#### [PROVIDED PASSAGE]
GONZALO RUBALCABA + AYMEE NUVIOLA + CIMAFUNK | TARIK + LAURA MVULA | THE BREATHING EFFECT | NÍDIA | NNAMDÏ
Hello again friends, freaks and fans of Future Jazz.
In the week that UK government officials revealed that a trip to a local beauty spot is, in fact, a cure for ailing eyesight, 45 RPM assembles five songs that could fix even the most tone-deaf of ears.
Starting the engine in our car that can do more than 500 miles on one tank of petrol is not one but three leading lights of the Cuban music scene. Pianist Gonzalo Rubalcaba, singer Aymee Nuviola and funkmeister producer Cimafunk combine on Azúcar Pa’ Tu Café – a track so sweet, it had to be the Charm Offensive this week.
Sticking the boot in like former footballer Gary Neville is NYC rapper, Tarik. His track Everything I Am VI is an anthem for the resilient and the relentless. It’s also your Military Coup.
Attempting to assuage the situation as smoothly as a relatable home story is California’s The Breathing Effect. Their track Heliotrope combines psychedelic elements and freeform jazz to make your Peaceful Protest.
Getting weirder than some of the Trip Advisor reviews of Barnard Castle is batida producer, Nídia. Her track Popo is a richly percussive take on electronic music, combining flavours from Brazil and her native Portugal. It’s also your Guerrilla Warfare choice.

#### [DATA EXTRACT]

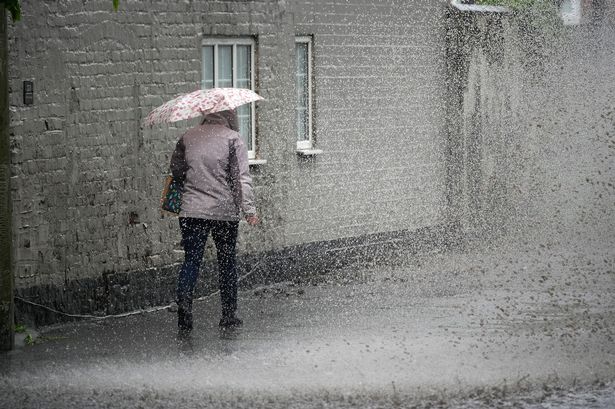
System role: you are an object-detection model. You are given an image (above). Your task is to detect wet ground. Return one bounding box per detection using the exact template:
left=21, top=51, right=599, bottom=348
left=0, top=234, right=615, bottom=409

#### [DIRECTIVES]
**1.** Decide whether each statement agrees with the 45 RPM roundup, answering yes or no and quoting the words from the roundup that settle it: (a) Gonzalo Rubalcaba is the singer on Azúcar Pa’ Tu Café. (b) The Breathing Effect comes from California. (c) Nídia's native country is Brazil.
**2.** Go on with the 45 RPM roundup, starting right after its last sentence.
The data come from a separate source and have no connection to the 45 RPM roundup.

#### [EXERCISE RESULTS]
**1.**
(a) No: "Pianist Gonzalo Rubalcaba, singer Aymee Nuviola and funkmeister producer Cimafunk combine on Azúcar Pa’ Tu Café."
(b) Yes: "California’s The Breathing Effect."
(c) No: "combining flavours from Brazil and her native Portugal."

**2.**
And finally, cocking a head to one side and looking as absolutely dumb-founded as Sky News Journalist Beth Rigby, is Chicago musical polyglot NNAMDÏ. His track Flowers For My Demons is the acoustic guitar jam no camp-fire singalong could contain. It’s also your Quiet Riot.
And so, my friends, if any of that has you Cumming in your trousers, by all means, hear more here…
– 1 –
THE CHARM OFFENSIVE
GONZALO RUBALCABA + AYMEE NUVIOLA + CIMAFUNK: AZÚCAR PA’ TU CAFÉ
TOP STOP MUSIC
Classic- meets contemporary- Cuba as serial Grammy nominees Gonzalo Rubalcaba and Aymee Nuviola get a little ‘sugar’ added to their ‘coffee’ by one of the island’s rising stars, Cimafunk.
And Azúcar Pa’ Tu Café is the best of all worlds, combining Rubalcaba’s winding piano lines with Nuviola’s vocals. Cimafunk – as he always does – brings the piece grooving and grinding into the modern day by adding subtle electronics, trap beats and funk guitars.
Sizzling hot rhythms combine with brass that’s as saucy as a ‘ropa vieja’. This is Caribbean funk at its absolute finest.
If you like this: check out my review of Aggua by Roberto Fonseca.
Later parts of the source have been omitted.